● **Stated goal**:
Every entry needs to be reproduced exactly.

● **Exercise material**:
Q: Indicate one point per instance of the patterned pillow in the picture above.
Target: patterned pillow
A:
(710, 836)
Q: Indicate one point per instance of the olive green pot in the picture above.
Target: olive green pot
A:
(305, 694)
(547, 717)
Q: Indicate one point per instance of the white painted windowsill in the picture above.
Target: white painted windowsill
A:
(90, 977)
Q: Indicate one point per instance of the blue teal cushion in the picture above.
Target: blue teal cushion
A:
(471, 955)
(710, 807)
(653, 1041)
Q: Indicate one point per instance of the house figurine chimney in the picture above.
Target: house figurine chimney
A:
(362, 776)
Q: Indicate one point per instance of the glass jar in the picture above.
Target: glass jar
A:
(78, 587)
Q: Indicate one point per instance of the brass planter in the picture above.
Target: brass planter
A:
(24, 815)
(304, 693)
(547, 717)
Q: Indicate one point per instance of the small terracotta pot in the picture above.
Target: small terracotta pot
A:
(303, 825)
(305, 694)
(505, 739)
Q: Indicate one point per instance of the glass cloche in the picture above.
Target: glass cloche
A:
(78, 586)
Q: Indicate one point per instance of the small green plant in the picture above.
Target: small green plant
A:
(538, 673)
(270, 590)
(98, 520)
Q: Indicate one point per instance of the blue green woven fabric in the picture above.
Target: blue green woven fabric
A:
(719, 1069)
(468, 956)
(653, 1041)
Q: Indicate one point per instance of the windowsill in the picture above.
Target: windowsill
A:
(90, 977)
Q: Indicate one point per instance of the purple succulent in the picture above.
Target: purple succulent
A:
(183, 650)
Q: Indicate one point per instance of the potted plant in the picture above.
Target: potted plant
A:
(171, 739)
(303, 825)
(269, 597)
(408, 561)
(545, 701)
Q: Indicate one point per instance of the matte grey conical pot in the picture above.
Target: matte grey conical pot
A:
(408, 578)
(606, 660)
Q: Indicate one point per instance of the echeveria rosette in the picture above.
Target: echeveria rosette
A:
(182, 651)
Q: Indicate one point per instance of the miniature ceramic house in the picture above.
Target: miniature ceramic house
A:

● **Full response**:
Q: Indicate one point per instance of the patterned pillow in the picture above.
Target: patterned pillow
A:
(710, 836)
Q: Indicate one point per instance of the olive green pot in the picture above.
Target: olive green pot
A:
(305, 694)
(547, 717)
Q: Indicate one point per instance of the white painted windowsill in the picture above.
Target: white painted windowsill
A:
(90, 977)
Q: Indicate one point per instance of the blue teal cushion in the picture above.
Target: blue teal cushion
A:
(471, 955)
(710, 807)
(653, 1041)
Q: Indicate one point per instance of the house figurine chimney in the picture above.
Target: house figurine chimney
A:
(362, 776)
Q: Indicate one point per instance of the glass jar in the picture above.
Target: glass jar
A:
(78, 587)
Q: Indicate one point per instance of the brass planter in the picture above.
Target: brass planter
A:
(24, 815)
(304, 693)
(547, 717)
Q: Indicate one point per instance of the small terracotta pot in the picture above.
Target: small terracotta pot
A:
(303, 825)
(305, 694)
(505, 739)
Q: Indicate one point per instance of the glass cloche in the picture above.
Target: glass cloche
A:
(78, 586)
Q: Indicate one point per instance of the small green plant in the picture above.
Target: small green plant
A:
(538, 673)
(270, 590)
(98, 520)
Q: Indicate one point per instance of the blue green woven fabric in the picture above.
Target: blue green woven fabric
A:
(719, 1069)
(468, 956)
(653, 1041)
Q: Indicate one point per instance of the windowsill in the picture above.
Target: windowsill
A:
(90, 977)
Q: Indicate one point per instance of the purple succulent in the picture above.
Target: purple succulent
A:
(183, 650)
Q: Indicate one point per instance of the potted plant in the picture above.
Target: potted plant
A:
(171, 739)
(303, 825)
(269, 597)
(408, 561)
(545, 701)
Q: Indicate one point per instance of the matte grey conical pot in the picture above.
Target: matte grey conical pot
A:
(408, 578)
(606, 660)
Q: Indicate one point per instance of the echeveria rosette in the picture above.
Target: echeveria rosette
A:
(182, 651)
Q: Indicate one point per instance of the miniature ceramic house in the picture above.
Target: miniature ceramic house
A:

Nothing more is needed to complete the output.